* **Supplied passage**:
──────────────────────────────

Unison and Unite representatives have been invited to the Acas talks as observers.
UCU has said that 54 jobs have already gone in the reviews, and argued that 700 job losses would make Leeds’ student-staff ratio the worst of any Russell Group university.
The union put the Leeds cuts in the context of the fresh ?135 million budget reduction for higher education announced by Lord Mandelson in the annual grant letter last month.
“Staff have no desire to be hit by the savage cuts planned for higher education,” Professor Povey said. “The talks are absolutely vital if the university is to avoid strike action this year. Leeds likes to see itself as a pioneer both in Yorkshire and the country, but we don’t intend to pioneer cuts.”
A Leeds spokeswoman said: “We agree with UCU that government cuts to the higher education budget are a risk to the quality and international competitiveness of the UK university sector and we are continuing to make that point to the Government and Opposition parties. But we can’t see what good strike action at Leeds would do.
“Severe cuts are a reality for the next academic year, and, like countless other organisations, the university has to make savings to keep its books balanced as income falls and costs rise. We are committed to working with the unions to avoid compulsory redundancies if we can, and we will be doing everything possible to protect the quality of our academic work.”
A spokesman for the University of Leeds said further meetings with UCU through Acas are scheduled to take place on 19 and 25 January.

──────────────────────────────

* **Short task**: In the passage on the Leeds job cuts, on which dates are further meetings with UCU through Acas scheduled?

* **Data records**:
──────────────────────────────

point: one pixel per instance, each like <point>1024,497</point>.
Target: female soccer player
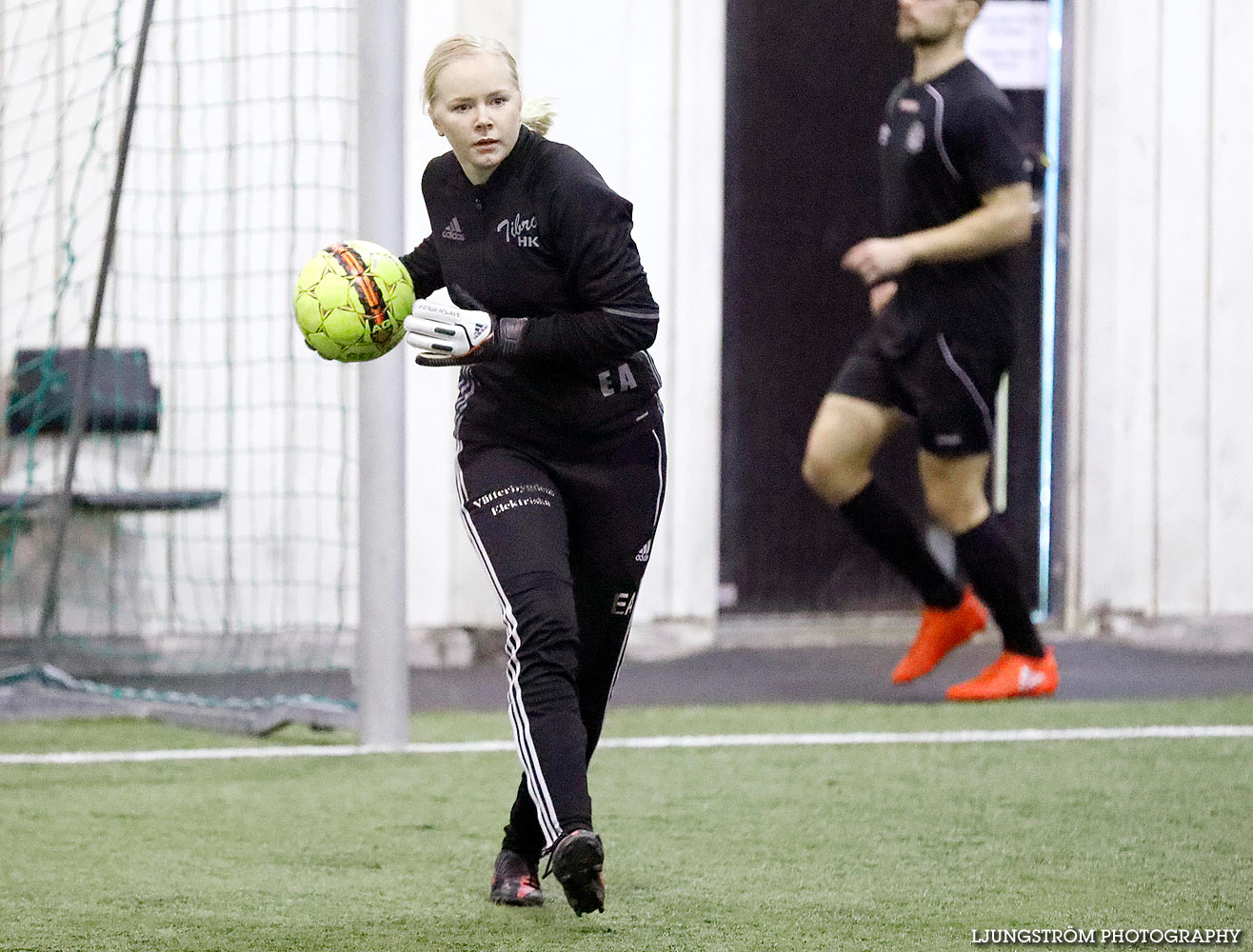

──────────────────────────────

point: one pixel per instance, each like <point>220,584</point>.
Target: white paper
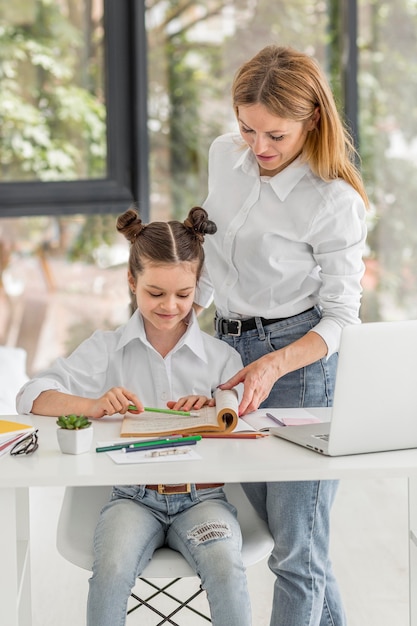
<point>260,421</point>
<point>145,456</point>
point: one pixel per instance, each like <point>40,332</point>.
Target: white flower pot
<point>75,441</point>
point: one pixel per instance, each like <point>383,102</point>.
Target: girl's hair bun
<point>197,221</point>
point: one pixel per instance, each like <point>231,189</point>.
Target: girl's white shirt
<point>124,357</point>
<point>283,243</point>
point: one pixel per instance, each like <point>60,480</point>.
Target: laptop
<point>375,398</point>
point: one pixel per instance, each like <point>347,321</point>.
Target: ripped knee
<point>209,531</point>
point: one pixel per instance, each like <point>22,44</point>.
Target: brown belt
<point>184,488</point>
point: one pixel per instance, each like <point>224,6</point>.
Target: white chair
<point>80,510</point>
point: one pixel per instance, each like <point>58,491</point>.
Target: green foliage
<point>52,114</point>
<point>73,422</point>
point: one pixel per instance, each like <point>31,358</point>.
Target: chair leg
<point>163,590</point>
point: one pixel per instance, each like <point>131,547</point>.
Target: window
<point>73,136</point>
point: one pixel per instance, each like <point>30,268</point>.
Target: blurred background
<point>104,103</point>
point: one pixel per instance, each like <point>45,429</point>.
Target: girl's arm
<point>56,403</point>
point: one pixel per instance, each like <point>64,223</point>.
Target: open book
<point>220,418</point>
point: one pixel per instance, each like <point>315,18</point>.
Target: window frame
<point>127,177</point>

──────────────────────────────

* **Written solution**: 19 and 25 January.